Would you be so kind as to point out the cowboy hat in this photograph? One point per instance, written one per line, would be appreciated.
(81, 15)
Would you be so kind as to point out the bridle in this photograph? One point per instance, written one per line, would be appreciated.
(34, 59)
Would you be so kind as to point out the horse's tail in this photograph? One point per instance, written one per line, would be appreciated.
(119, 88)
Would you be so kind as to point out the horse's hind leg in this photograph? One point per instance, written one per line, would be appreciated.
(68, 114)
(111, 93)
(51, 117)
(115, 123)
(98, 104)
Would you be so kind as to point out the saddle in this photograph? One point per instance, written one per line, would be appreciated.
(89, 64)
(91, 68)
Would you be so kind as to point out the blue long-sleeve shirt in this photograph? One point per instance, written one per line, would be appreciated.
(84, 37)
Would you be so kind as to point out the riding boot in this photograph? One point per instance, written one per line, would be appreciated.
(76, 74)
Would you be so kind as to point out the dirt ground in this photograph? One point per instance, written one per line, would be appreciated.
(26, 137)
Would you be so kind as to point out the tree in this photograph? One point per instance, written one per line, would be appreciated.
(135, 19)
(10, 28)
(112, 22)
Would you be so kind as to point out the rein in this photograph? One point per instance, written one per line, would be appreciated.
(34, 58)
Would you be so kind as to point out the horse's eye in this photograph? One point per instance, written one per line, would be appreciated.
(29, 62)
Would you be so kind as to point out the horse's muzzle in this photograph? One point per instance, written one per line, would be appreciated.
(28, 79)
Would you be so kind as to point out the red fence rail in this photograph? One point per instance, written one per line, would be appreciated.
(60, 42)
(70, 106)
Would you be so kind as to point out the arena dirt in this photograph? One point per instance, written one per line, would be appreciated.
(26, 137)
- - -
### EXERCISE TASK
Copy every entry above word for word, one line at a time, in the same order.

### RESULT OF THE EXERCISE
Would you be so kind as to point out the cowboy hat in this photograph? One point per instance, written one per line, would be appreciated.
(81, 15)
Would you be so kind as to point out the bridle in this photograph? One point per instance, written one per line, would be appreciated.
(34, 59)
Would you be so kind as to point out the horse's tail in this photograph? One point per instance, written one per line, would be appreciated.
(119, 88)
Would you be so kind as to point out the horse's hind leg in this photograph? One point per instance, written one per line, would be appreciated.
(68, 114)
(111, 93)
(51, 117)
(115, 123)
(98, 104)
Would you be so kind as to point out the saddle in this photograph? One point per instance, written one per line, would be appreciated.
(89, 64)
(91, 68)
Would you be so kind as to point out the blue long-sleeve shirt in this photograph? One point per instance, written one per line, would be appreciated.
(84, 37)
Would you be so kind as to point out the riding boot in this photograph? One point per instance, written one per line, would be appreciated.
(76, 74)
Would you be so kind as to point out the dirt ground in this photograph? One point per instance, written one per line, would be appreciated.
(26, 137)
Would you be so kind as to point out the tree in this photograph? One point per instance, written one per line, would be appreciated.
(135, 19)
(10, 28)
(112, 22)
Would you be so kind as to point out the rein in this photograph? One point per instance, written one per line, would be appreciated.
(34, 58)
Would you be so kind as to point out the horse's eye in this photograph? One point per instance, written one per line, would be appreciated.
(29, 62)
Would you be so kind as to point out the horse's muzzle in this photograph? One point per instance, written one per line, would be appreciated.
(28, 79)
Would you be so kind as to point out the red fence rail in this photograph? One point per instance, written one per line, would be appreciated.
(60, 42)
(70, 106)
Would you be so kind as to point out the arena dirt in this photograph? One point per instance, written one per line, would be appreciated.
(26, 137)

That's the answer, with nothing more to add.